___ TEXTE DU DOCUMENT ___

Un tel usage de l’antisémitisme est à combattre mais cela ne signifie pas que l’antisémitisme n’existe pas pour de vrai. Les milieux antiracistes où je traîne ont une fâcheuse tendance à l’oublier. Par exemple, voici un article antiraciste sur la marche que je trouve super à plein d’aspects, mais les trois fois où il cite « antisémitisme » c’est en tant qu’attaque injustifiée. À sa lecture, on a l’impression que parler d’antisémitisme ne peut être que du troll raciste. La seule fois où il parle des juifs, c’est pour dire qu’il y en avait à la marche et que donc celle-ci ne saurait être antisémite… c’est plus compliqué que cela, malheureusement.

___ DONNÉES FOURNIES ___

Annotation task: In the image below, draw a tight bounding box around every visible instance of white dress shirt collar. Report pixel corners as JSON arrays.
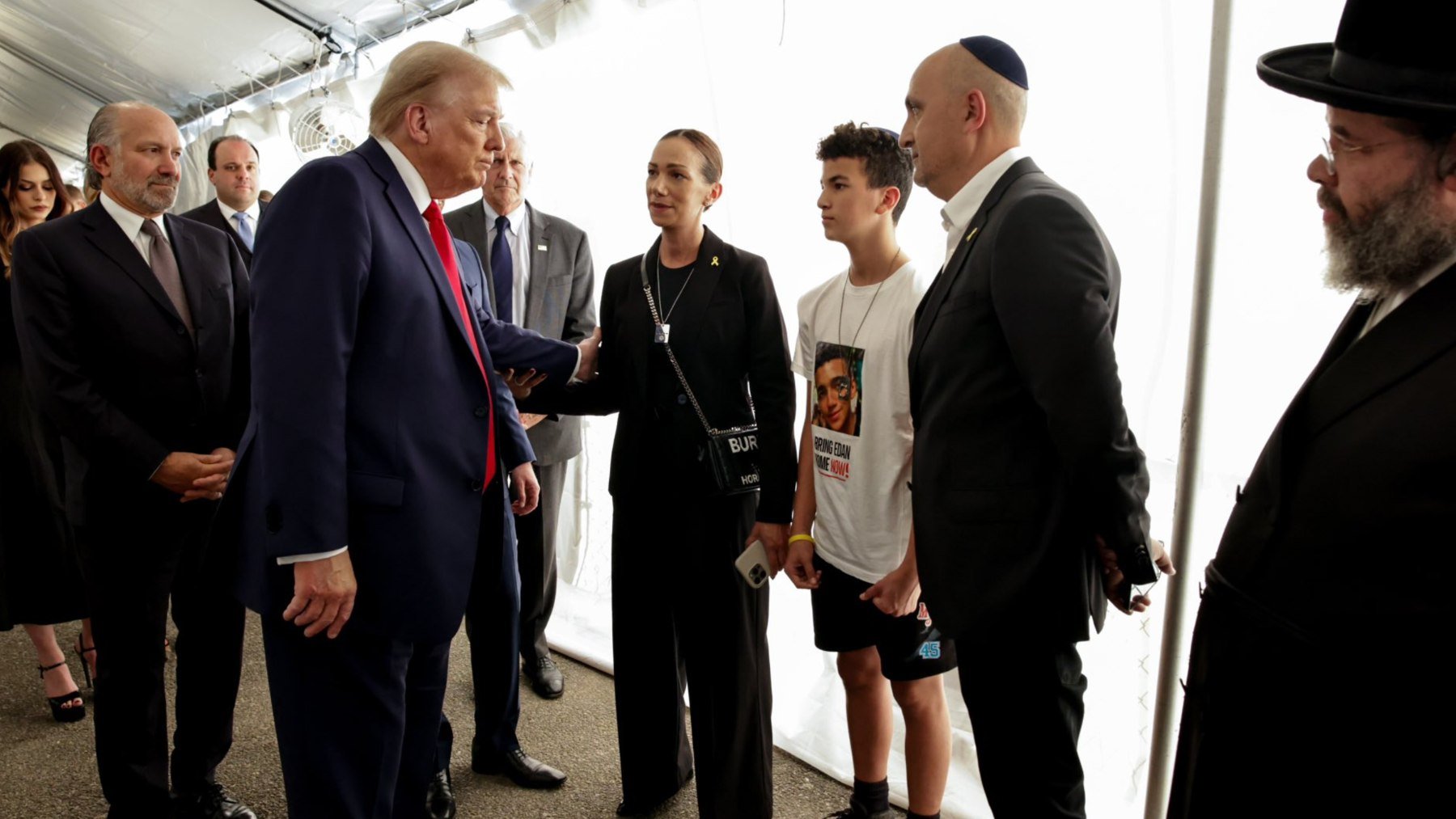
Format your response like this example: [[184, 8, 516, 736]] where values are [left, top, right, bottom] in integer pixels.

___

--- CONSIGNE ---
Reprenez le texte sur l'antisémitisme dans les milieux antiracistes et poursuivez-le à partir de sa dernière phrase. Ces données n'ont aucun lien avec le texte.

--- RÉPONSE RÉDIGÉE ---
Il y a des problèmes d’antisémitisme dans toutes les couches de la société française, y compris à l’extrême-gauche, et y compris dans les milieux antiracistes. Je ne suis pas la plus grande fan du PIR et de son philosémitisme d’État. Je regrette l’absence de mention de l’antisémitisme dans l’appel. J’ai été à la marche, et assisté à des marques d’antisémitisme. Mais je trouve insupportable qu’il soit impossible d’en parler sans se faire récupérer par des journalistes et personnalités racistes. L’antisémitisme existe, pas plus chez les antiracistes qu’ailleurs; et si tout ce que vous êtes capables de dire sur la marche, c’est racialisation-antisémitisme… vous n’êtes pas mes allié.e.s, alors arrêtez de parler en mon nom. Il me paraît très ardu de parler d’antisémitisme au sein des milieux antiracistes également. On veut bien mettre en avant qu’il y avait des juif.ve.s à la marche pour se défendre face à des accusations d’antisémitisme, mais écouter et prendre en compte ce qu’iels ont à dire, c’est une autre histoire, apparemment. On me dit qu’il y en a marre de ce débat. Qu’il y en ait marre des fausses accusations d’antisémitisme, je suis parfaitement d’accord. Mais je suis juive et désolée, je vais continuer à ramener ce « débat » sur la table. Je n’ai pas envie de juste servir de caution juive, de me désolidariser cent cinquante fois d’Israël et de la LDJ et de me la fermer sur le reste. Le demander aux juif.ve.s, ce qui est en pratique couramment fait dans les milieux d’extrême-gauche antiracistes, c’est antisémite.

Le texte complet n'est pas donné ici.